# [PROBLEM DETAILS]
Starting at the beginning of the records and ending at the line containing "top-left (100, 172), bottom-right (400, 271)", rewrite those lines with "silhouetted building" renamed to "darkened building" and nothing else changed.

::::::::

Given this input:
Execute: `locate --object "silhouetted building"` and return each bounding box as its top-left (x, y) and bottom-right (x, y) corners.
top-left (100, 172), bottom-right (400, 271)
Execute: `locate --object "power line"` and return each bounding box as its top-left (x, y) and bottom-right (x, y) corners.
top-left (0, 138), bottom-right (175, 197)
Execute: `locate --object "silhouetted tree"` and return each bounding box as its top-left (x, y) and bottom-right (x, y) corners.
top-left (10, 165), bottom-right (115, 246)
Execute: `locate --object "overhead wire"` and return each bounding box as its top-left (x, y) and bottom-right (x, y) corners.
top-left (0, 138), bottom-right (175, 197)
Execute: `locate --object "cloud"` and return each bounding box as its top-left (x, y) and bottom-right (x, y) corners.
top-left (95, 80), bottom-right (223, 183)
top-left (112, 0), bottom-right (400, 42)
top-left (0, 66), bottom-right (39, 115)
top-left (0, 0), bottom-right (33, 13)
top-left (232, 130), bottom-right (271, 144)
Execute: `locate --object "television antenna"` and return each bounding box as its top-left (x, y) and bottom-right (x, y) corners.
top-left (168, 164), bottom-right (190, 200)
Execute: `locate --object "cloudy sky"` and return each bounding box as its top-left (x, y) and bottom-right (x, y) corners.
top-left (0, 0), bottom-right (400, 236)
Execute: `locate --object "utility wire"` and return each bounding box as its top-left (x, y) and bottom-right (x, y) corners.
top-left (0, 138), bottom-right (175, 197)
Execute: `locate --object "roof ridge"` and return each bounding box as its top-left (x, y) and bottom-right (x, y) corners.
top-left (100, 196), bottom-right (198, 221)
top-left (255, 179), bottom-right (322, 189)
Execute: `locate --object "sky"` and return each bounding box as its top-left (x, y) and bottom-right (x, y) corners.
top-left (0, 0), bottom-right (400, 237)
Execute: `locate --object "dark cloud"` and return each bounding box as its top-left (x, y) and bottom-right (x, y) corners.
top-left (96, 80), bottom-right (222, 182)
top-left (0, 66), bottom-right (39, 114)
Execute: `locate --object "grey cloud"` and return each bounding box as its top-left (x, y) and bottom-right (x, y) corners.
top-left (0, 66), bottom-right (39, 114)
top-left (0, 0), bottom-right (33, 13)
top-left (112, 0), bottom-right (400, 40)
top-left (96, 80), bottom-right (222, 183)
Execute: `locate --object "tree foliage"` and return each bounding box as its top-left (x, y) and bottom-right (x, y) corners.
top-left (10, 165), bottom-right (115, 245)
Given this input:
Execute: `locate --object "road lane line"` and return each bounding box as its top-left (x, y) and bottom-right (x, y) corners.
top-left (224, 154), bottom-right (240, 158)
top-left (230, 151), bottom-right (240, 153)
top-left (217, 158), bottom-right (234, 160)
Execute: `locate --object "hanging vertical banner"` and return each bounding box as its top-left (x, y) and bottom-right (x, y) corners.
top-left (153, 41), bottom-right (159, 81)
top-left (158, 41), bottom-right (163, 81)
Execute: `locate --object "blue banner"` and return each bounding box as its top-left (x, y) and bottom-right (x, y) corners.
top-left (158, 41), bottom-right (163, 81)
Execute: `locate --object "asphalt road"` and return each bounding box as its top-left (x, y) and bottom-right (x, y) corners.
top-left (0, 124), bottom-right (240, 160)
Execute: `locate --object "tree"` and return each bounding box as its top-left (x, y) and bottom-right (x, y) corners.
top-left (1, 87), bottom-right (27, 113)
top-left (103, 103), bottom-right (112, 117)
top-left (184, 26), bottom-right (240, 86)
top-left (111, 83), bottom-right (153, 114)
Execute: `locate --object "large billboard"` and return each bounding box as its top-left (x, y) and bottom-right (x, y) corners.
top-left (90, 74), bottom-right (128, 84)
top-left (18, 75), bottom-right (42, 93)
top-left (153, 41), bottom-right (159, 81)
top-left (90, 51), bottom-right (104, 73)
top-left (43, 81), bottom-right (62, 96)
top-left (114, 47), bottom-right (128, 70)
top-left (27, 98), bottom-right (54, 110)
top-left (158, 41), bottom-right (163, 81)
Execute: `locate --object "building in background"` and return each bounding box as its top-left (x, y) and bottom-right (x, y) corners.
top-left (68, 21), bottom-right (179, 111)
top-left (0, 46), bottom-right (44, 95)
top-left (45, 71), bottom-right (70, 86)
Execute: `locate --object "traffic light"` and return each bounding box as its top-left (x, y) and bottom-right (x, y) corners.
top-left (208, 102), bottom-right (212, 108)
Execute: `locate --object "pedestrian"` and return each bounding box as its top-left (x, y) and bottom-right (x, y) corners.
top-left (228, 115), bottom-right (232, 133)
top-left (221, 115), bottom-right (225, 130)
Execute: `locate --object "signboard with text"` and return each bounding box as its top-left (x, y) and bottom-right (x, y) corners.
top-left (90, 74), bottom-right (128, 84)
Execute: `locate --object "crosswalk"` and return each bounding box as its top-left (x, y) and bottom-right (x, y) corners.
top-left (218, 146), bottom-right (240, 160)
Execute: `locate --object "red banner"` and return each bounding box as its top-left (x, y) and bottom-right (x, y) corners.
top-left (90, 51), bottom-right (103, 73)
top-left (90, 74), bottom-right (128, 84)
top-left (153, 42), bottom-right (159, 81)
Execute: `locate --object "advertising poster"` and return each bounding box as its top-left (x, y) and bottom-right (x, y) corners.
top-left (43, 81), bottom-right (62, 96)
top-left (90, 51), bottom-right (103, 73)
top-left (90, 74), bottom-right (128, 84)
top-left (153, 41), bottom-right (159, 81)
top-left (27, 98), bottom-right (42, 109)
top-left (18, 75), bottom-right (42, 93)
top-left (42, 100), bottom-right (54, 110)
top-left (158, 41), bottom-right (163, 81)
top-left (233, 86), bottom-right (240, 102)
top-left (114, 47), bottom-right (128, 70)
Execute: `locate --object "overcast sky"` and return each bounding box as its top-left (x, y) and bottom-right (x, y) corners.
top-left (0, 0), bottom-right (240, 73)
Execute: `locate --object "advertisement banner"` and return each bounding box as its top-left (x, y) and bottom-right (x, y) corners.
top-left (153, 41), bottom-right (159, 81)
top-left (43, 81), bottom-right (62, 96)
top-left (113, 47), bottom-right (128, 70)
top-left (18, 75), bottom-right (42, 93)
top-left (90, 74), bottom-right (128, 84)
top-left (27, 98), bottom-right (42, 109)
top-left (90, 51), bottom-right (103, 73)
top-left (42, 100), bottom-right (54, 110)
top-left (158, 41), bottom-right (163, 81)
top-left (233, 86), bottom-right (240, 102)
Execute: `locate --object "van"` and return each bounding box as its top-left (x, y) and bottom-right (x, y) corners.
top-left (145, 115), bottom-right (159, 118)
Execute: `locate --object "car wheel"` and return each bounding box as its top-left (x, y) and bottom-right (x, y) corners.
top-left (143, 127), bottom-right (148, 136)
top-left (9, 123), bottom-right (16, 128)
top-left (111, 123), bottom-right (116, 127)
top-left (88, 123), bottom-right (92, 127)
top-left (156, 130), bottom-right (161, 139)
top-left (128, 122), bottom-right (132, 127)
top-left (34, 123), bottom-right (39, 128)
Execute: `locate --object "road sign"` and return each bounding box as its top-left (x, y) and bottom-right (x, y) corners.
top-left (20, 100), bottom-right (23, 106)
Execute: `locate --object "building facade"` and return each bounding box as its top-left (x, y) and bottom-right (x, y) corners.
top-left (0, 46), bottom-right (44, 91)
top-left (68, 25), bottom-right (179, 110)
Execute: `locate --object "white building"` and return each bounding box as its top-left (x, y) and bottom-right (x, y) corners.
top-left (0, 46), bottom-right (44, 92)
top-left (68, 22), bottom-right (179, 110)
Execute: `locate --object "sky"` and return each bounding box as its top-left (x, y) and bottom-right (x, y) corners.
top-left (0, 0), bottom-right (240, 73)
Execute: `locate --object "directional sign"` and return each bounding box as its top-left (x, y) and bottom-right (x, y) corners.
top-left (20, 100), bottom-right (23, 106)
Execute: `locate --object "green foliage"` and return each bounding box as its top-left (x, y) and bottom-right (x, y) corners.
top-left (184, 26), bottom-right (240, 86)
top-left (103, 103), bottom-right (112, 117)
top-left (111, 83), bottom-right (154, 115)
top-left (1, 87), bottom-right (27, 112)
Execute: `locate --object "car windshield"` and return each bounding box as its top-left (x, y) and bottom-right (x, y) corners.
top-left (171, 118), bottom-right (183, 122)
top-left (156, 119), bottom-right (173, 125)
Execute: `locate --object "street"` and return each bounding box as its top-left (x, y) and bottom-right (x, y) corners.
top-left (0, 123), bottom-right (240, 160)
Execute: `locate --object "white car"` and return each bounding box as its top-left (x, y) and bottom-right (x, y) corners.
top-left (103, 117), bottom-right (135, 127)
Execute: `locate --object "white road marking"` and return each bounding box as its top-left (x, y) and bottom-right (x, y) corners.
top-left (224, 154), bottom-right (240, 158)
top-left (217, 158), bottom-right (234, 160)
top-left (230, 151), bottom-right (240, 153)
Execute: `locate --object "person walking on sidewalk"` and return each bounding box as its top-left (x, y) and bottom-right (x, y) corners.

::::::::

# [RESPONSE TO THIS TASK]
Given this input:
Execute: `locate --object "darkened building"` and return each bounding box as its top-left (x, y) and bottom-right (x, y) corners.
top-left (100, 172), bottom-right (400, 271)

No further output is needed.